** start of TASK INPUTS **

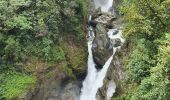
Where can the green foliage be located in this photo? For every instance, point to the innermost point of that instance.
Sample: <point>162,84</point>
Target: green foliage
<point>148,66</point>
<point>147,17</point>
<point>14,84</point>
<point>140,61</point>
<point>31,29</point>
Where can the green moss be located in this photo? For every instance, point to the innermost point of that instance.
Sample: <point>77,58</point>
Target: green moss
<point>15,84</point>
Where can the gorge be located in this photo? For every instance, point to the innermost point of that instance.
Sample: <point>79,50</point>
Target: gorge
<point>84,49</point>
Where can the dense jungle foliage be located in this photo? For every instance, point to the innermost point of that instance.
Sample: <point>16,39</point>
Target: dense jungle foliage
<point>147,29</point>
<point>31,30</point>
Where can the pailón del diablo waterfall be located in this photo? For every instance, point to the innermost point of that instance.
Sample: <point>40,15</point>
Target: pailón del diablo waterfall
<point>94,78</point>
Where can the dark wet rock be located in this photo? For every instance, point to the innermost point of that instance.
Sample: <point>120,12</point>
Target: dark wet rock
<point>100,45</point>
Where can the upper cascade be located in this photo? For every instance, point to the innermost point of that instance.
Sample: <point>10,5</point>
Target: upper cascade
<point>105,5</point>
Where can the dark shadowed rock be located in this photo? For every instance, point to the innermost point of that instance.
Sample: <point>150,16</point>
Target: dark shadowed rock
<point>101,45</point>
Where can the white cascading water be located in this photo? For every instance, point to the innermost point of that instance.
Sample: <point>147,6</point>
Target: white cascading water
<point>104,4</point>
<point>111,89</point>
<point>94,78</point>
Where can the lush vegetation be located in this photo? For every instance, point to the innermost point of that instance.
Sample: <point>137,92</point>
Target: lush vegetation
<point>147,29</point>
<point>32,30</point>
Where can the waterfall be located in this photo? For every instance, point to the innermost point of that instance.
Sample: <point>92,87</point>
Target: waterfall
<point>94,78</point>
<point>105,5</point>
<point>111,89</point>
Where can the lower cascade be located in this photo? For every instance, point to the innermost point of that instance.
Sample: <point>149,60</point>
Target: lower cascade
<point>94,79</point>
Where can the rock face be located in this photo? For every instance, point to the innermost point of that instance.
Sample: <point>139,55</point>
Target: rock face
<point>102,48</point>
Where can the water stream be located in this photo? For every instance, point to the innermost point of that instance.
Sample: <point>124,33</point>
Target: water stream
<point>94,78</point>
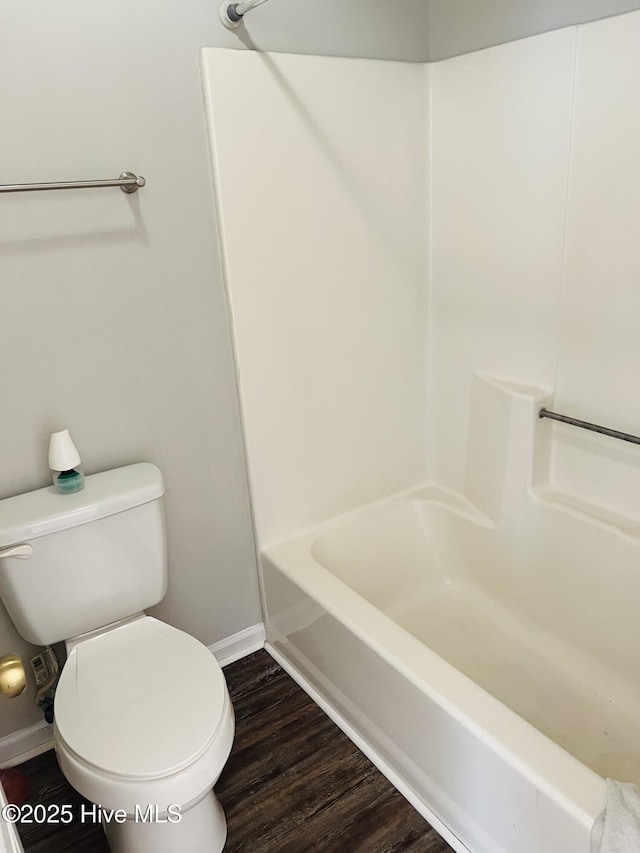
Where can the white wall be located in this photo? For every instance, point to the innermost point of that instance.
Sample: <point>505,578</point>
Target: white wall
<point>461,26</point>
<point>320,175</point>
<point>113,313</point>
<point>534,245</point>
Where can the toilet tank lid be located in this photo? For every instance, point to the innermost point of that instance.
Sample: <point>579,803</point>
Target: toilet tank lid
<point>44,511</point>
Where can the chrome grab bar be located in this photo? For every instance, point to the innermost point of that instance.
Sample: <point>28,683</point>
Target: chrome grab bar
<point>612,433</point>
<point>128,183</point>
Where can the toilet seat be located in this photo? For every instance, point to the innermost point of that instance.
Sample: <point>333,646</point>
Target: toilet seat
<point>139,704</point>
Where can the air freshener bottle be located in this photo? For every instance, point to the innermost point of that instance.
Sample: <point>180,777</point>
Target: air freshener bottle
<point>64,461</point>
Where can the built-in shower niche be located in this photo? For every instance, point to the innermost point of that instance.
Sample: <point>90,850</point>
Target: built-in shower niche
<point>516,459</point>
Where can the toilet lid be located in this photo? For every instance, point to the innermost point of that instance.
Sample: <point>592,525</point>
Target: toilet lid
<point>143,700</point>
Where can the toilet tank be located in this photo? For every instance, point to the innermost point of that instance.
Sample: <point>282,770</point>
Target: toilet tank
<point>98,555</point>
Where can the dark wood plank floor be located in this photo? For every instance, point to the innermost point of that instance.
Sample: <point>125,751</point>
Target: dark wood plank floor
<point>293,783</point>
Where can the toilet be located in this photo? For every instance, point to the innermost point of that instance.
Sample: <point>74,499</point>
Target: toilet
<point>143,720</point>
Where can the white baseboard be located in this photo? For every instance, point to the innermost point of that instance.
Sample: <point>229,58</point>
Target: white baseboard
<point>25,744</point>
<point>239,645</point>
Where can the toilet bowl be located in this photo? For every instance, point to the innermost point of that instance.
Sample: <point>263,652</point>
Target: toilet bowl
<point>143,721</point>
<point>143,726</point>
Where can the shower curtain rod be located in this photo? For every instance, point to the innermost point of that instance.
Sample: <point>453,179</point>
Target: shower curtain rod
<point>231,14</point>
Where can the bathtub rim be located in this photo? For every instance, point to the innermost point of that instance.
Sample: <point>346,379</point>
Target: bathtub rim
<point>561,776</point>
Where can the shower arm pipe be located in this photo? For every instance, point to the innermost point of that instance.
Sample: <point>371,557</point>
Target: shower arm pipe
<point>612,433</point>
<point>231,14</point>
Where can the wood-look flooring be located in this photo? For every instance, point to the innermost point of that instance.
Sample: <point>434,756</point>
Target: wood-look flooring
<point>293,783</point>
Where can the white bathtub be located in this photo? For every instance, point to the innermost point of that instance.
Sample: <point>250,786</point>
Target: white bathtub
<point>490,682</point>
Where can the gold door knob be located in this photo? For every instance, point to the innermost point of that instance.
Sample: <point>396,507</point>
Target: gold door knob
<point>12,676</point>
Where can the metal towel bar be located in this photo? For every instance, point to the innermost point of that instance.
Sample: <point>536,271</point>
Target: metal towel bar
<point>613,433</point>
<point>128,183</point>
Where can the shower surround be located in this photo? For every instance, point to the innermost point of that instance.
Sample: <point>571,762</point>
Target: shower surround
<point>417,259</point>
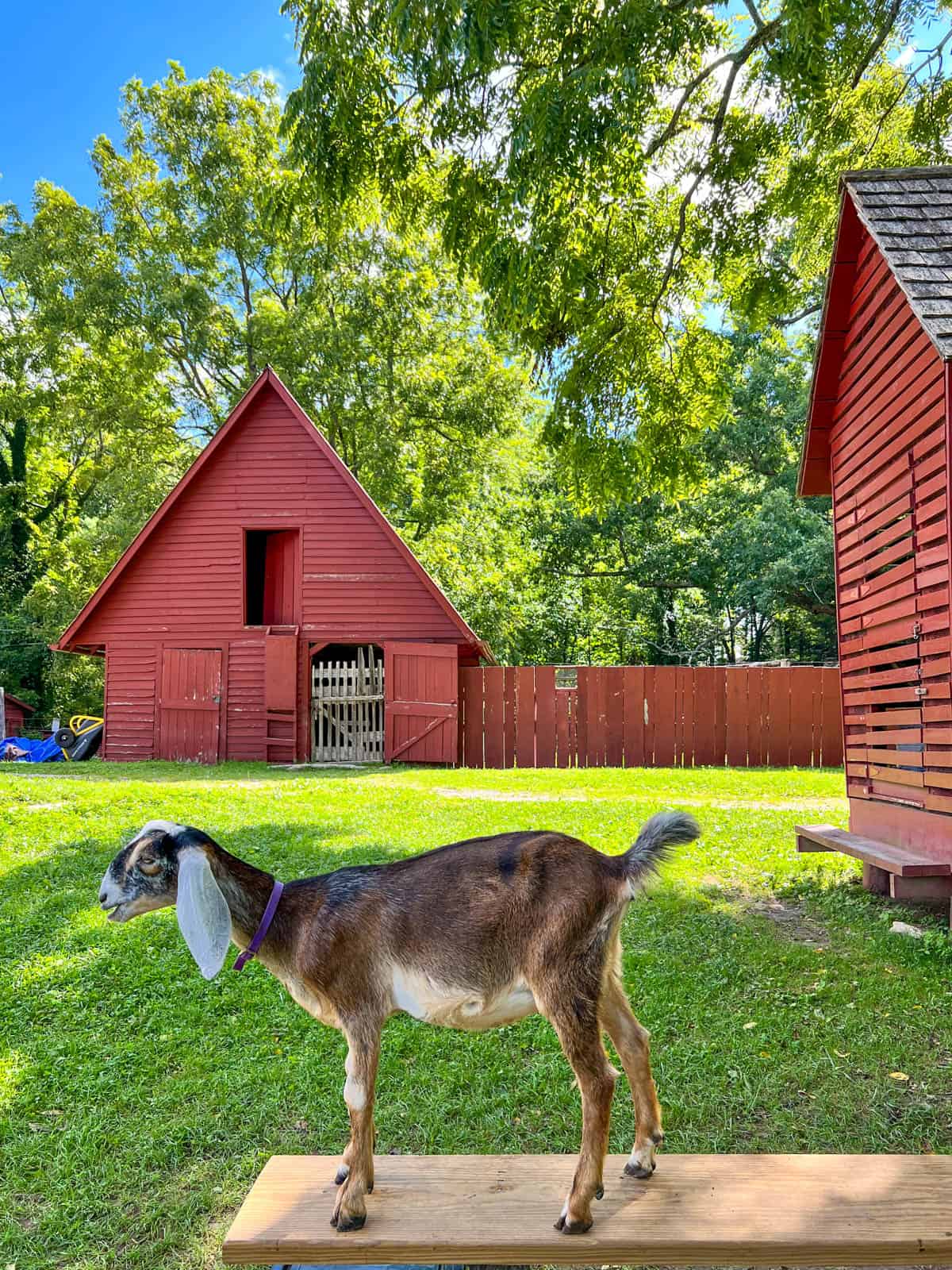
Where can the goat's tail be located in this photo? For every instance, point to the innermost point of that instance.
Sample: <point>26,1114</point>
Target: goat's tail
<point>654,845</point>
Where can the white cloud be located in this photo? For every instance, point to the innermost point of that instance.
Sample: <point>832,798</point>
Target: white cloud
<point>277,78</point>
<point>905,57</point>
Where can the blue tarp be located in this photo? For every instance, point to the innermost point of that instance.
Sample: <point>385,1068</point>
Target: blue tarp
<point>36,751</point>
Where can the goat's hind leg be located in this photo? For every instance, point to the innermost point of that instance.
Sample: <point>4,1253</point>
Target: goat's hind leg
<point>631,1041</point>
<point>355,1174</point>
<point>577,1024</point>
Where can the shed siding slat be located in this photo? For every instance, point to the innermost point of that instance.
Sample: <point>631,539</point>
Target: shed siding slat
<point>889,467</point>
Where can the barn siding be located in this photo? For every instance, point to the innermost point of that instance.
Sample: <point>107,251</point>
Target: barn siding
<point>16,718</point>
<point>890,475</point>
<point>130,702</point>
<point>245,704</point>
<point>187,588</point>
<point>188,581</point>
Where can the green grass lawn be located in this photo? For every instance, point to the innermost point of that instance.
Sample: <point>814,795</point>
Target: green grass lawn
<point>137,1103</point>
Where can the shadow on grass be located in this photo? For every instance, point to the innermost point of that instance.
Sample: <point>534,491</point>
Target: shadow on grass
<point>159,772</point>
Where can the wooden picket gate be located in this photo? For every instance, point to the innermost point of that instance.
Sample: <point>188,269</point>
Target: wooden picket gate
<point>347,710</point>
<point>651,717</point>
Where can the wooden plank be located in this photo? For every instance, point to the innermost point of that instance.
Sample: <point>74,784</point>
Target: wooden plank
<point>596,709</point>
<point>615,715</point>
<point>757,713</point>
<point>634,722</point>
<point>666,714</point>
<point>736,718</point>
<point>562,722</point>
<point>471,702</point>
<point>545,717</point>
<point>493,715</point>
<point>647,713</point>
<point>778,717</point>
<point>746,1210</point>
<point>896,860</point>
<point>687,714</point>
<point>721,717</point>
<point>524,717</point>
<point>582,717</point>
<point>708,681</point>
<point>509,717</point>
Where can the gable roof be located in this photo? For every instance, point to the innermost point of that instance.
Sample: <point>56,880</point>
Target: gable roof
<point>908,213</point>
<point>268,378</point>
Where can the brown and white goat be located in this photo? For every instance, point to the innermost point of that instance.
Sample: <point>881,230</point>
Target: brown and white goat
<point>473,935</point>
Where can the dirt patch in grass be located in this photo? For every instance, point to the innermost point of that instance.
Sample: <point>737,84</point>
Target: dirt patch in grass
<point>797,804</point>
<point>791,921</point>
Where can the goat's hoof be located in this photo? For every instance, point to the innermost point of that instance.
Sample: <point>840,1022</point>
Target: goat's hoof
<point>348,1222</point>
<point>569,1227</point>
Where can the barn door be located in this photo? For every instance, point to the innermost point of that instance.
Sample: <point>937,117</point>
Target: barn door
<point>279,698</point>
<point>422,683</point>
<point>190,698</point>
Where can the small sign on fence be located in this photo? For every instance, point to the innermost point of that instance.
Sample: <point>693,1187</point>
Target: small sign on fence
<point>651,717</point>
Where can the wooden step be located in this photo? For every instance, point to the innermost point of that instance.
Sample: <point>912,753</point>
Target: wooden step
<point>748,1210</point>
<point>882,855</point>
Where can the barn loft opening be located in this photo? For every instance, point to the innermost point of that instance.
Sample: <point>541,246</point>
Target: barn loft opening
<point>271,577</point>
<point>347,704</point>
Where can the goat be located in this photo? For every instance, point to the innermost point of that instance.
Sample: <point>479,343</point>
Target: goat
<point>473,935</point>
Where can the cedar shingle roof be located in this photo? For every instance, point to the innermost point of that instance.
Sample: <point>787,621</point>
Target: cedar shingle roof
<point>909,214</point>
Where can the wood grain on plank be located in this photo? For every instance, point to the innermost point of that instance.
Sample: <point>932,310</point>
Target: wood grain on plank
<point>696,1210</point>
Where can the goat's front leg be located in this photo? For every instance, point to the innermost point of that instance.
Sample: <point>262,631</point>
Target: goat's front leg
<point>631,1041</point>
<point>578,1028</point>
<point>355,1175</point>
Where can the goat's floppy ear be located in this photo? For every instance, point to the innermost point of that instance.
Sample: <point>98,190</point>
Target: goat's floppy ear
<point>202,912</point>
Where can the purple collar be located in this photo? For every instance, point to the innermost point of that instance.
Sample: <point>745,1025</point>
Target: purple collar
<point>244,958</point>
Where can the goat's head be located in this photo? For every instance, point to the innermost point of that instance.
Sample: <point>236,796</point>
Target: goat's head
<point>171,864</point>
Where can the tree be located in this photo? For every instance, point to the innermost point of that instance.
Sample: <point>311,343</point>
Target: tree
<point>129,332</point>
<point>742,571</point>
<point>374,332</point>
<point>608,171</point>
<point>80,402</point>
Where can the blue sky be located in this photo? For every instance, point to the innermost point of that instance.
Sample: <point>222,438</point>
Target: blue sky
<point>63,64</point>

** end of TASK INPUTS **

» PROBLEM TO WORK ON
Copy the lines between the one containing "Where can the dark wet" and the one containing "<point>100,45</point>", inclusive, changing each "dark wet rock" to "damp black stone".

» SOLUTION TO THIS TASK
Where can the damp black stone be located in this photo? For every instance, point to the innermost point of that instance.
Sample: <point>120,12</point>
Target: damp black stone
<point>100,45</point>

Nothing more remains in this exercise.